Action item -
Could you retype the whole listing, word for word?

>>>>

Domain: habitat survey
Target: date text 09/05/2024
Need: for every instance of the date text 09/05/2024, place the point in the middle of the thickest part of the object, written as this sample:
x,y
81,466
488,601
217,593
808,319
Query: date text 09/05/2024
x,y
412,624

<<<<

Exercise response -
Domain: habitat survey
Target: date text 09/05/2024
Need: for every instance of the date text 09/05/2024, place the point in the middle of the thickest part of the object, written as this sample:
x,y
81,466
488,601
217,593
808,319
Query: date text 09/05/2024
x,y
412,624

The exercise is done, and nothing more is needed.